THE TASK:
When you reach the line containing "Query: wine glass" in the entries below, start writing out each line exactly, and stop after the line containing "Report x and y for each instance of the bokeh".

Start of INFORMATION SHOWN

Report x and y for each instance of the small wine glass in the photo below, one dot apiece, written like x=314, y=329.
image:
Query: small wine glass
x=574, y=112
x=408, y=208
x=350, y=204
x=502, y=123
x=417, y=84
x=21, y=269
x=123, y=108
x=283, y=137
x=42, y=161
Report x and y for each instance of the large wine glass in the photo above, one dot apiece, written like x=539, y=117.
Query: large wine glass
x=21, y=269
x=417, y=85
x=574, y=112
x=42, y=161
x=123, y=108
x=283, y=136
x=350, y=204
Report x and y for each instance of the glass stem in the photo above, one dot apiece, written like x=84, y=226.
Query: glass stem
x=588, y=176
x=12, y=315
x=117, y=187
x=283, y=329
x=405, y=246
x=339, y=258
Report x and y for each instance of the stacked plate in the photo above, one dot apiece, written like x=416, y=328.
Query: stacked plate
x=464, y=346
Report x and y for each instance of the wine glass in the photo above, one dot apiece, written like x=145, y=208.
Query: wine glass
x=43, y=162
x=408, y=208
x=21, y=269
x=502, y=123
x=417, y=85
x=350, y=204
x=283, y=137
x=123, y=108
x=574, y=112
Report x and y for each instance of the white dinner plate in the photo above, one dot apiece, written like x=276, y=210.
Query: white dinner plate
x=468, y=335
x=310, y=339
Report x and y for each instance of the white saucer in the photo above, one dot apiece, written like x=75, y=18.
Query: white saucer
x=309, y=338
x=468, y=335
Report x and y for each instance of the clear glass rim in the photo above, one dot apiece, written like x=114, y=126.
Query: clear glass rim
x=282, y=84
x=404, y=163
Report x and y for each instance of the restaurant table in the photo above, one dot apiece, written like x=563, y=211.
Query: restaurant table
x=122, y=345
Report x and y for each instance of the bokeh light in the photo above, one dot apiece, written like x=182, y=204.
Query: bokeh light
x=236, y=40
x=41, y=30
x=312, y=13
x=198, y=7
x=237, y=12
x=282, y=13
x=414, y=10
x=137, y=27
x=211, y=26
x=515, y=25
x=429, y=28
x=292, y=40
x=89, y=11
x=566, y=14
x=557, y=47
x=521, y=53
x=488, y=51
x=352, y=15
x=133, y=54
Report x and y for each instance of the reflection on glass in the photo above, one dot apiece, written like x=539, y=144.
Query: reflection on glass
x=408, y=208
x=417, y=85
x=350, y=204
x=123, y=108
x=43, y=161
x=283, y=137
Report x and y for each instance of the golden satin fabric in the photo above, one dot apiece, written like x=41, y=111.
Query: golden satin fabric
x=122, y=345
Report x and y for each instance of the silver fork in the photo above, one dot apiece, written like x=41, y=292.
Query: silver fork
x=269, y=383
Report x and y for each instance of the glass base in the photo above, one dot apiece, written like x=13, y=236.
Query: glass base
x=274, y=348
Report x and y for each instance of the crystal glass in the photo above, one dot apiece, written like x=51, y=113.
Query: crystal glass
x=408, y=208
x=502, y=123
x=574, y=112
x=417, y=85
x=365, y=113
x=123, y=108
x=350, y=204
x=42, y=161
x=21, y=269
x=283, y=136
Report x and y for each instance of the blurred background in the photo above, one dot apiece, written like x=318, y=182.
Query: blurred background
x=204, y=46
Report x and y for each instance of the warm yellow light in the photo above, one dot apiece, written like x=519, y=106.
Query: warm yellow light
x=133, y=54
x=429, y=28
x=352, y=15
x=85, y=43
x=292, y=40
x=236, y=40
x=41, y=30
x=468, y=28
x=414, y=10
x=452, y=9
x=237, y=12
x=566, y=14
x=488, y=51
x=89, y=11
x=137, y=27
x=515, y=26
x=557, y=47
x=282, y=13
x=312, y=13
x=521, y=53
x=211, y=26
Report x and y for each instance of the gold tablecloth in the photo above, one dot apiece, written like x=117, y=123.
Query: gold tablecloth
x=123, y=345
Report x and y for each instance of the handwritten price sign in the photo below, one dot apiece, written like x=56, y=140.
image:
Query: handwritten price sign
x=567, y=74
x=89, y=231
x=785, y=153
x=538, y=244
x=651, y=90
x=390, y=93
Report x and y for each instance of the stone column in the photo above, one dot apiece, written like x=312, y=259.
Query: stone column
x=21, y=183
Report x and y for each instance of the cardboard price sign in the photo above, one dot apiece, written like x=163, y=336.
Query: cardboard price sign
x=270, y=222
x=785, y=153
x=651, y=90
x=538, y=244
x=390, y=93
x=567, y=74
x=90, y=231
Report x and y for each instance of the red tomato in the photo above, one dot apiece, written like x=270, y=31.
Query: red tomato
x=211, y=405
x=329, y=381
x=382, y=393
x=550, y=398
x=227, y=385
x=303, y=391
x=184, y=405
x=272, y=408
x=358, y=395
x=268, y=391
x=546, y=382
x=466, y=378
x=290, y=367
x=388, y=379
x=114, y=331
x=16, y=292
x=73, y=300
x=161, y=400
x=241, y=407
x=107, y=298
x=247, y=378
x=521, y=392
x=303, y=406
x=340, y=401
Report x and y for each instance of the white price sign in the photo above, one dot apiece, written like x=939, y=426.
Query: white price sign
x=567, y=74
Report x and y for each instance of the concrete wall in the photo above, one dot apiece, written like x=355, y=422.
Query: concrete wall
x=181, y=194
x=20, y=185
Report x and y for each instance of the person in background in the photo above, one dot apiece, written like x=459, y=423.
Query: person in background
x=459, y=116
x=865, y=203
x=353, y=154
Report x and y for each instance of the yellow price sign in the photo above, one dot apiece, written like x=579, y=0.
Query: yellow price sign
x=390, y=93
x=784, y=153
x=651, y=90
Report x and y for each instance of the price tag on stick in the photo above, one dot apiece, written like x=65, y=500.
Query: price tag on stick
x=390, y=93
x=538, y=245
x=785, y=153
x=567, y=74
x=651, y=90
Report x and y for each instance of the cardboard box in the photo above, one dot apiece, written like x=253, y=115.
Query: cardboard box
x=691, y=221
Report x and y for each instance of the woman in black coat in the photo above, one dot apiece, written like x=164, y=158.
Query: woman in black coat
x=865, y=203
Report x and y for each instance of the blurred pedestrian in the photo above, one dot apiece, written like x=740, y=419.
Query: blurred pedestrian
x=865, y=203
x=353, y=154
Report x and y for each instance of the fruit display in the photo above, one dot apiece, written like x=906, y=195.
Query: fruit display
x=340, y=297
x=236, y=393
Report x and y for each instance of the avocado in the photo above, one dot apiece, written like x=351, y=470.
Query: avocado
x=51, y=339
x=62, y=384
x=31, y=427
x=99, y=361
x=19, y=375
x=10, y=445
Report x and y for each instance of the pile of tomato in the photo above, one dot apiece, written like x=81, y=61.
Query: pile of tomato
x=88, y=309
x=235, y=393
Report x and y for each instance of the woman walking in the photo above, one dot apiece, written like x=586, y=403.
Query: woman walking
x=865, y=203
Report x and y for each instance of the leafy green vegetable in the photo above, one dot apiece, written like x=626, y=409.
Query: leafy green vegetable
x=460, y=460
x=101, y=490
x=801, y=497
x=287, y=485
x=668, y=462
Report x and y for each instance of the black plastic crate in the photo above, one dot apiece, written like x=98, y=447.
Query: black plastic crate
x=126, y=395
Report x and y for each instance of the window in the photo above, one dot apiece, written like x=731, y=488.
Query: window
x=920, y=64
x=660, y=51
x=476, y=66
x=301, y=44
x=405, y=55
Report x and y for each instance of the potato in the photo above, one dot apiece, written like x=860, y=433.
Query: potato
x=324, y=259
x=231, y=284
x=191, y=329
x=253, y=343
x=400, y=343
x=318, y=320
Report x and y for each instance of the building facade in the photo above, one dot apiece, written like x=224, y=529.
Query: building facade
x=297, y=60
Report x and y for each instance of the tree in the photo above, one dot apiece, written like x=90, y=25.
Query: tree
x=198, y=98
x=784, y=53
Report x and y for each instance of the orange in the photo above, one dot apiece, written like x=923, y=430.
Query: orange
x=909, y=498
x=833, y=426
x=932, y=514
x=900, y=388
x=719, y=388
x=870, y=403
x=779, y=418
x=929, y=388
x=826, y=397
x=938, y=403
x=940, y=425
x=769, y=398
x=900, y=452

End of INFORMATION SHOWN
Start of INFORMATION SHOWN

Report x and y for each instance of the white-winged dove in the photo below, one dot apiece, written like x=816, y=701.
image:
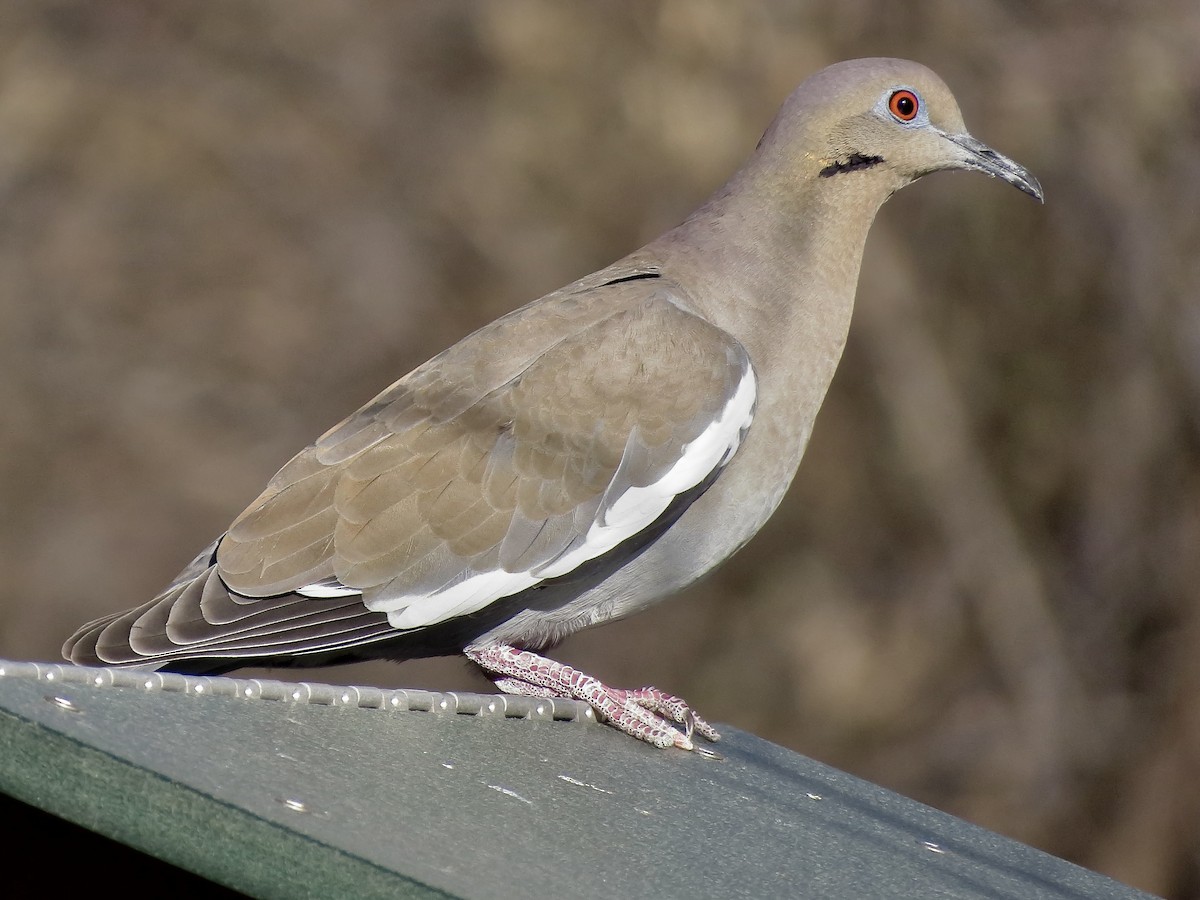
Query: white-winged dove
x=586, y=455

End of INFORMATION SHOWN

RESPONSE AREA:
Query: wine glass
x=43, y=162
x=408, y=208
x=21, y=269
x=502, y=123
x=417, y=85
x=350, y=204
x=283, y=137
x=123, y=108
x=574, y=112
Report x and y for each instance of the white dinner plate in the photo above, one dot apiece, written like x=276, y=210.
Query: white dinner plate
x=468, y=335
x=310, y=339
Report x and y for each instance of the white saucer in the photo above, one dot apiece, written like x=75, y=18.
Query: white saucer
x=309, y=338
x=468, y=335
Report x and y for each instance of the clear glass rim in the photo above, one dot apiece, written like x=114, y=126.
Query: clear glass rim
x=282, y=84
x=404, y=163
Report x and y for each instance of the restaurant table in the photo above, one dot apiece, written like x=563, y=211.
Query: restaurant table
x=122, y=345
Report x and y for each instance of the bokeh light in the photo above, one dot apiece, written like x=182, y=204.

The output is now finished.